▶ [EXERCISE] Render every line of the items below as a numbered list, leaving out any blank lines.

>> BEGIN INFORMATION SUPPLIED

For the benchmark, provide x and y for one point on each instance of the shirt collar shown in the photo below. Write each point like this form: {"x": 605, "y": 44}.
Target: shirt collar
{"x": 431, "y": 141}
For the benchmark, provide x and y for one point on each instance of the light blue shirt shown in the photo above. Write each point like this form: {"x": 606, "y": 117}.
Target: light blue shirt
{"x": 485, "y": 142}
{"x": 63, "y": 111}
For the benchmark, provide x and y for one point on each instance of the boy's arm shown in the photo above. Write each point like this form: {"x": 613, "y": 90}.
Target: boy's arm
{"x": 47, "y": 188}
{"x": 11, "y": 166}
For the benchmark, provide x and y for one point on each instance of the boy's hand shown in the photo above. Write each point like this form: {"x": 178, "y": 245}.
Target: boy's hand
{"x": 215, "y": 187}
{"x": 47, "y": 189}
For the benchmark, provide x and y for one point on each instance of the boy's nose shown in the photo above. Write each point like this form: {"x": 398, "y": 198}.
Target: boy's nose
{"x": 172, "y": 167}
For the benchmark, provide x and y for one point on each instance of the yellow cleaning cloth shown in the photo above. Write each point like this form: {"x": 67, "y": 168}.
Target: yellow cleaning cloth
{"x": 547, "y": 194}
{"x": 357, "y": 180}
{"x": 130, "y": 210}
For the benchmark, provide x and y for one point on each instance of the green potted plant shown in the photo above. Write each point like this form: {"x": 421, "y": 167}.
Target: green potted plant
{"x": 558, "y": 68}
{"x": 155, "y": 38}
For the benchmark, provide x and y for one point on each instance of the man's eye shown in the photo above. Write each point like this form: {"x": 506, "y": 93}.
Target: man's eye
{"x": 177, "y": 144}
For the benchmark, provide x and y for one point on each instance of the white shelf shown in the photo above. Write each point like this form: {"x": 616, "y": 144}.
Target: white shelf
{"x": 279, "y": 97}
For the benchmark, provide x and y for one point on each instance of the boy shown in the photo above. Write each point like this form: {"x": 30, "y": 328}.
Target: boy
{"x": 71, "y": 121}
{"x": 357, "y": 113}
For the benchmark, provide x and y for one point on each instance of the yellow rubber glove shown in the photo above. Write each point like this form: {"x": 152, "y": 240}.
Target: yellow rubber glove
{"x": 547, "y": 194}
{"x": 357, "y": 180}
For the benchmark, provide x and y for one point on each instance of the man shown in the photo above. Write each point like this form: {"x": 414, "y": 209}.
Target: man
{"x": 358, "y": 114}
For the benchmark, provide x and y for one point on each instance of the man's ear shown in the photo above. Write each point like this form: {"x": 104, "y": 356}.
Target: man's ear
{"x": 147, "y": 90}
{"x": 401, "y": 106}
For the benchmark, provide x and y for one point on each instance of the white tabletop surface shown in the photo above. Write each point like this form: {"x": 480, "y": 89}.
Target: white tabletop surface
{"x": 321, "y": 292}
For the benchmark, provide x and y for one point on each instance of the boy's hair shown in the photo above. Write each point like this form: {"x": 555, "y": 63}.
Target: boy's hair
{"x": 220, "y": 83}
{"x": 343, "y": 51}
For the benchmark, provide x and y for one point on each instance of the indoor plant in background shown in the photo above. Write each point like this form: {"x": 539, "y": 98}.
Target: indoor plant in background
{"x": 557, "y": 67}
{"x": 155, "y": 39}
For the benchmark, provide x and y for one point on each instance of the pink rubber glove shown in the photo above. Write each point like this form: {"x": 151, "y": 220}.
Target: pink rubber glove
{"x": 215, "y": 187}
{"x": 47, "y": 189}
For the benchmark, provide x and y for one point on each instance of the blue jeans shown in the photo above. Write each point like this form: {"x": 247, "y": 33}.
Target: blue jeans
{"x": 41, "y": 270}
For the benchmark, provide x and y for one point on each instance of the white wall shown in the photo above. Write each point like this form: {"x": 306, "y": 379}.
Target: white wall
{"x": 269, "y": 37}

>> END INFORMATION SUPPLIED

▶ [EXERCISE RESULT]
1. For the benchmark, provide x and y for one point on each instance of the shirt collar shown in the photo below. Write each point like this form: {"x": 605, "y": 44}.
2. Target: shirt collar
3. {"x": 431, "y": 141}
4. For the benchmark, provide x and y for one point on each instance of the light blue shirt shown in the photo above. Write each point like this form: {"x": 606, "y": 117}.
5. Target: light blue shirt
6. {"x": 485, "y": 142}
7. {"x": 63, "y": 111}
8. For the benchmark, provide x and y for one point on each instance of the boy's arm shown in the photo above. Write each point like this form: {"x": 613, "y": 90}.
9. Target: boy's arm
10. {"x": 47, "y": 188}
11. {"x": 11, "y": 166}
12. For the benchmark, provide x and y for one point on each instance of the boy's hand shown in the photo above. Write each point like this form: {"x": 178, "y": 245}.
13. Target: boy's hand
14. {"x": 215, "y": 187}
15. {"x": 47, "y": 189}
16. For the benchmark, provide x and y for one point on each instance of the boy's nose shown in the photo above. Write each point like this form: {"x": 398, "y": 198}.
17. Target: boy's nose
18. {"x": 172, "y": 167}
19. For the benchmark, provide x and y for one point on each instance of the yellow cleaning cloth shown in the photo above. Write each point like this form: {"x": 67, "y": 168}.
20. Target: yellow cleaning cloth
21. {"x": 547, "y": 194}
22. {"x": 357, "y": 180}
23. {"x": 130, "y": 210}
24. For the benchmark, provide x and y for one point on each instance of the green potted plant shown in the photo above. Write each point like this form: {"x": 421, "y": 167}.
25. Target: green potted plant
26. {"x": 558, "y": 68}
27. {"x": 155, "y": 38}
28. For the benchmark, provide x and y for one point on each instance of the man's eye shown in the photo above. Write each point like this form: {"x": 506, "y": 93}.
29. Target: man's eye
30. {"x": 177, "y": 144}
31. For the benchmark, provide x and y for one point on each instance of the white shelf shown in the photo above. Write each point like this form: {"x": 616, "y": 144}.
32. Target: white shelf
33. {"x": 279, "y": 97}
34. For the benchmark, provide x and y for one point on each instance of the boy shown in the photo above. Write each point like this form: {"x": 30, "y": 328}.
35. Target: boy
36. {"x": 71, "y": 121}
37. {"x": 357, "y": 113}
38. For the benchmark, provide x and y for one point on each instance of the yellow rubber glove shown in the photo above. Write each point like this form: {"x": 152, "y": 240}.
39. Target: yellow rubber glove
40. {"x": 547, "y": 194}
41. {"x": 357, "y": 180}
42. For the benchmark, provide x and y for one point on each instance of the man shown in the photo above. Write each point like this form: {"x": 414, "y": 209}.
43. Target: man
44. {"x": 358, "y": 114}
45. For the benchmark, provide x and y for one point on each instance of the man's ear shown in the photo above. Write each point like this form: {"x": 104, "y": 356}.
46. Target: man's ear
47. {"x": 147, "y": 90}
48. {"x": 401, "y": 106}
49. For the benchmark, provide x and y for one point on each instance of the white tabletop surface shown in the photo above. Write each point like this form: {"x": 480, "y": 89}.
50. Target: white tabletop surface
51. {"x": 321, "y": 292}
52. For the benchmark, provide x and y for one point on each instance of the boy's hair shown in the photo above. Write each point like this form: {"x": 555, "y": 63}.
53. Target: boy's hair
54. {"x": 220, "y": 83}
55. {"x": 343, "y": 51}
56. For the benchmark, provide x and y for one point on each instance of the indoor plant in background shown in the photo above. Write each point like this form: {"x": 539, "y": 98}.
57. Target: indoor plant in background
58. {"x": 557, "y": 67}
59. {"x": 155, "y": 39}
60. For the benchmark, provide x and y for one point on each instance of the pink rubber glove shown in the photo above. Write each point like this form: {"x": 151, "y": 220}.
61. Target: pink rubber glove
62. {"x": 215, "y": 187}
63. {"x": 47, "y": 189}
64. For the benchmark, provide x and y for one point on each instance of the blue jeans shown in the photo above. Write each point like this form: {"x": 247, "y": 33}.
65. Target: blue jeans
66. {"x": 41, "y": 270}
67. For the benchmark, provide x and y for one point on each instance of the white wall shown in the photo above. Write each point like this form: {"x": 306, "y": 379}.
68. Target: white wall
69. {"x": 269, "y": 37}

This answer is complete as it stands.